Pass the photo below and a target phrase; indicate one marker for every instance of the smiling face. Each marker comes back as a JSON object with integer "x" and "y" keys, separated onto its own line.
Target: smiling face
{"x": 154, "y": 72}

____________

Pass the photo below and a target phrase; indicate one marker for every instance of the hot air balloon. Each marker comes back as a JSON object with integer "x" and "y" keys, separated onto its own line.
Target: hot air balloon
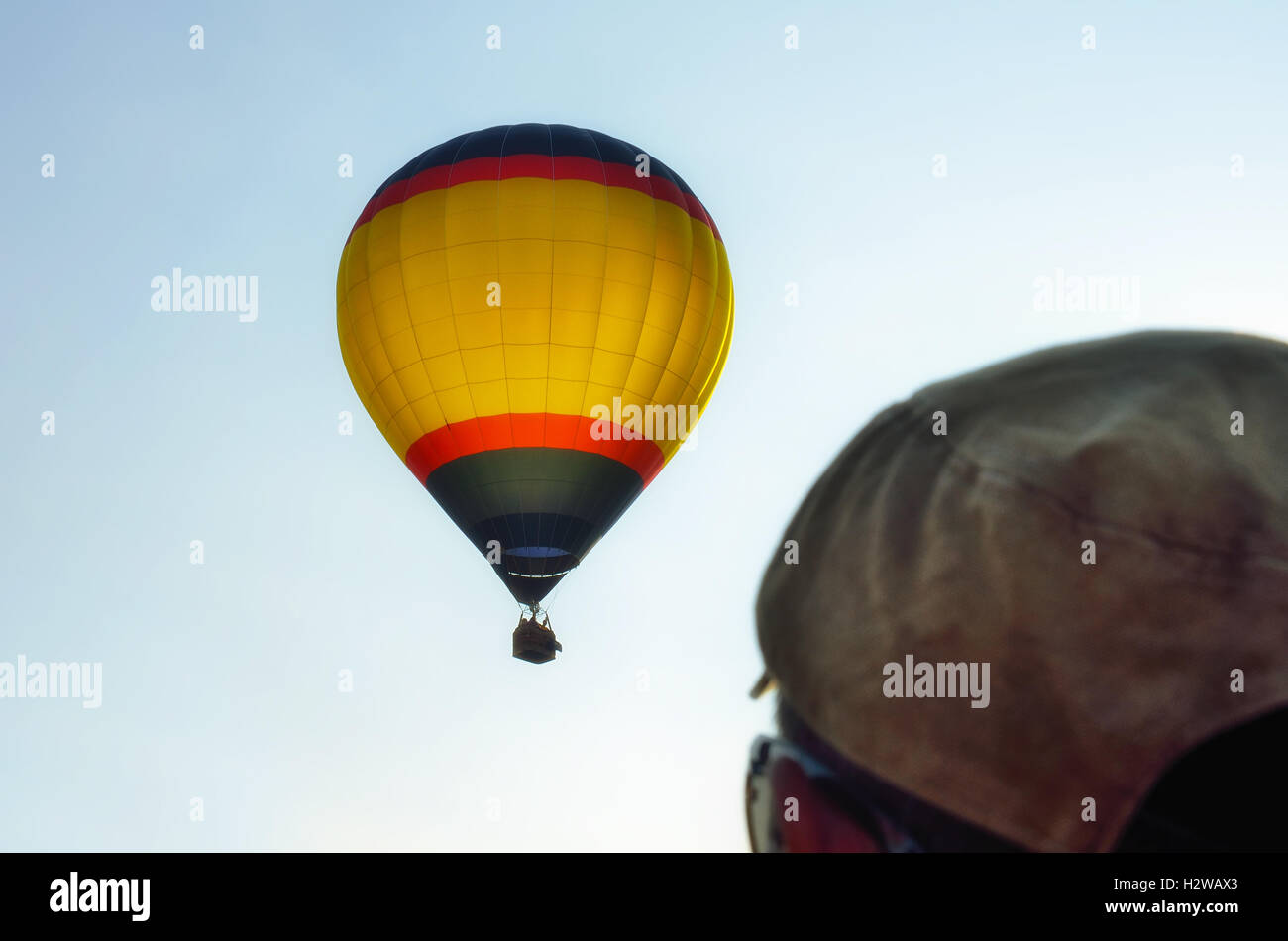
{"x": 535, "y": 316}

____________

§ EXERCISE GOAL:
Each line of the data in which the string "keys" appears needs to be copied.

§ REPLY:
Pass the photo below and a target phrase; indicate one marker for every instance of the smiling face. Each marker comes back as a JSON object with integer "x" and "y" keys, separated onto its own line.
Pass the photo below and a target phrase; indicate one marker for every instance of the hot air balloon. Each marker comes back as a JSON object with integer "x" and "y" keys, separated onto its own line.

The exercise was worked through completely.